→ WHAT IS BEING ASKED
Reproduce the Brexit passage word for word, beginning with the words "Will she lead" and ending after the words "in international commerce.".

→ TEXT SHOWN
He is by no means unchallenged in his interpretation of the law, but it can be in nobody's interests to proceed as he suggests. That is because there would then be not one huge and wrenching change, but two - the first when Britain leaves and engages with Europe on some sort of interim basis, and the second upon the coming into force of the new deal, whenever that may be.

That would increase costs and uncertainty for all companies involved in trading with the UK, both British and European. It is harder to imagine a more perfect case of a lose-lose situation.

If there is still enormous uncertainty about the future of Britain's relations with Europe, the direction of Theresa May's new government is only a little less cloudy.

Will she lead Britain down a path of less regulation and lower tax - what has been described as the Singapore model - or will she, as she has intimated, take the path of one-nation conservatism?

This question matters a great deal for Ireland because, if she chooses the former, Britain will become a more serious rival for the kind of investment that is the cornerstone of the Irish economy.

As things currently stand, Britain is a much less attractive place to do business than it was before the June 23 referendum.

Most of that has to do with uncertainty, something that is loathed by anyone who wants to put their money to productive use.

Not knowing what trading relationship Britain will have with its neighbours and the rest of the world causes uncertainty for all companies involved in international commerce.

It also causes uncertainty for British companies which import goods and services that they use in their own business. In a modern economy that includes almost every company down to the smallest of micro-enterprises.

→ RAW RECORDS

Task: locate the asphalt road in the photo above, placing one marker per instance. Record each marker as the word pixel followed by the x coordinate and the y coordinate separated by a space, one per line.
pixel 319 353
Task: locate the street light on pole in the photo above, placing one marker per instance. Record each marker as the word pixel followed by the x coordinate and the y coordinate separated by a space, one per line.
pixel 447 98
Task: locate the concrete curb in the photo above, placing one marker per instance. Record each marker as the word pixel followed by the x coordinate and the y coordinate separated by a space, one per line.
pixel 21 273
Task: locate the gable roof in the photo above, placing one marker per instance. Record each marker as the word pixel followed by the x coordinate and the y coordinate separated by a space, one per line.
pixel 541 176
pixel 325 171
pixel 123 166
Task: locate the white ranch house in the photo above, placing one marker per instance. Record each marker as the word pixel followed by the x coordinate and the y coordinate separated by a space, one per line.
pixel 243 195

→ SOLUTION TO THE EXERCISE
Will she lead Britain down a path of less regulation and lower tax - what has been described as the Singapore model - or will she, as she has intimated, take the path of one-nation conservatism?

This question matters a great deal for Ireland because, if she chooses the former, Britain will become a more serious rival for the kind of investment that is the cornerstone of the Irish economy.

As things currently stand, Britain is a much less attractive place to do business than it was before the June 23 referendum.

Most of that has to do with uncertainty, something that is loathed by anyone who wants to put their money to productive use.

Not knowing what trading relationship Britain will have with its neighbours and the rest of the world causes uncertainty for all companies involved in international commerce.